* _Exercise requirements_:
1 – From the bike scale thread, name every scale that Camilo's reply says he uses or compares against.
2 – Please carry on the bike scale thread, picking up right after its final sentence.

* _Page extract_:

-.-.-

# Scale recommendations...



## 2ndGen (Oct 10, 2008)

Which brand/model scales (both for complete bikes/hanging type and for components/parts
table top type) do you guys consider "trustworthy" (accurate, consistent, etc...)?


----------



## Camilo (Jun 23, 2007)

I use a digital fishing scale for measuring large things like a whole bike, frameset, wheelset, etc. It measures to the ounce (mine doesn't do KG, but I think there are some that do) and then I get it down to a further rough degree of precision by adding a known 1/2 ounce item ( have a seat clamp that is almost exactly 1/2 ounce - 15 grams) . If it bumps it up to the next ounce, I put the "true" weight at X.5 ounces. If it doesn't, I put the weight at X.0 ounces. If you follow that. When I weighted my new frame/fork, my $20 fishing scale gave the same weight as my LBS's genuine bike scale (he had it set on pounds/ounces since that's what people want to know about their full bike). Weighing the bike to the nearest ounce (or 1/2 ounce) is close enough for me. 

For smaller items, I use the postal scale at work which weighs to 0.1 ounce (which is 2.84 grams). Yes, I get odd looks. I

We also have a very cheap old-school analog kitchen scale at home. If I zero it and read the measurement carefully, I think I can get very similar precision, but it's not as confidence inspiring as a digital reading staring you in the face. I truly believe a common ($30) digital kitchen scale would be very accurate, and would be easy enough to test.

-.-.-

* _Supplied records_:
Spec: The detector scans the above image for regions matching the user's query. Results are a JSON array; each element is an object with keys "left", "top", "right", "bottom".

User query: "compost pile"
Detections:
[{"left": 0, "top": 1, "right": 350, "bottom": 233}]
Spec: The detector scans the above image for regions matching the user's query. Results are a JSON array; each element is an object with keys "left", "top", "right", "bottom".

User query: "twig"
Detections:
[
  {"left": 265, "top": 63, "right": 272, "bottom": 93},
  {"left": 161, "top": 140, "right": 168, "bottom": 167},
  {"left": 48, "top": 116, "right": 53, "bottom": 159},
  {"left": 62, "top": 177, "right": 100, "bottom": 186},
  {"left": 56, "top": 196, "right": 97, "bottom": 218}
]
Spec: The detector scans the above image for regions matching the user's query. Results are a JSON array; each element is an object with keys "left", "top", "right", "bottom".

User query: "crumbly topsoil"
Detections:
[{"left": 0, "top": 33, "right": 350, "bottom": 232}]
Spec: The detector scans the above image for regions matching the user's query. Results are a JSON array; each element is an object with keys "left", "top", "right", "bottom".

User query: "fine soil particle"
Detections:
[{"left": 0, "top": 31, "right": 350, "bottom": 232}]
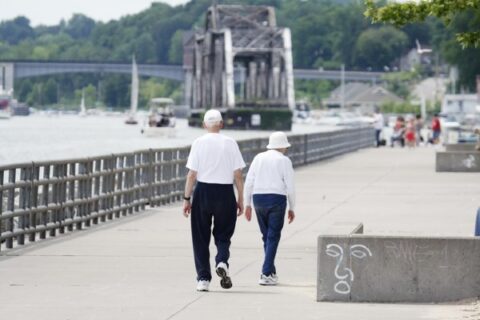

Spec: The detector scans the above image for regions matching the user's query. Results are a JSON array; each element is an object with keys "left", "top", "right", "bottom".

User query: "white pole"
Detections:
[{"left": 340, "top": 64, "right": 345, "bottom": 110}]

-.-.-

* _Outputs_:
1 –
- A digital fishing scale
- The LBS's genuine bike scale
- The postal scale at work
- An old-school analog kitchen scale
- A common ($30) digital kitchen scale

2 –
I'm just a marginal weight weenie, so the above is good enough.


----------



## drdiaboloco (Apr 10, 2010)

I agree with the above poster... Unless you're out to have the total bike weight accurate to the gram, a good digital fishing scale (or digital luggage scale) is good enough and much cheaper than, say, the Park Tools scale.

I picked this up to weigh the bike and a few other things:

http://www.amazon.com/gp/product/B000E7UJTG/ref=oss_product

There's even a $3 rebate on that so the end price is about $15. It also happens to fit very well on my repair stand when the clamp is oriented vertically, so it's easy to have a stable platform for your weighing... And you can choose lbs. or kilos, whichever your choice may be.

For finer weights (like individual components) I use a kitchen scale. My wife thinks I bought it to measure food portions... Heh heh heh. I bought this one:

http://www.amazon.com/gp/product/B001N07KUE/ref=oss_product

$25 and gets unbelievably good reviews, 5 stars with over 1000 people, uhhh, "weighing in" (if you are familiar with the consumer ratings of products on Amazon, almost NOTHING gets 5 stars if it has over a dozen reviews or so). That same scale is available from a few different manufacturers and I think one is as cheap as $20. There are also several colors if you want it to fit in with your kitchen decor.

And I do, in fact, use it to measure food portions. It's also been used to weigh packages and letters before going to the post office (11 pound capacity).


----------



## MerlinAma (Oct 11, 2005)

For complete bikes, the Ultimate Digital, Bicycle/Backpacking/Gear, Weight Scale: http://www.bikepartsusa.com/cgi-bin/category.cgi?item=02-16019&source=froogle

(a buddy and I split the cost so we own 50% each)

For parts, a digital postal scale I bought at Sam's Club.


----------



## drdiaboloco (Apr 10, 2010)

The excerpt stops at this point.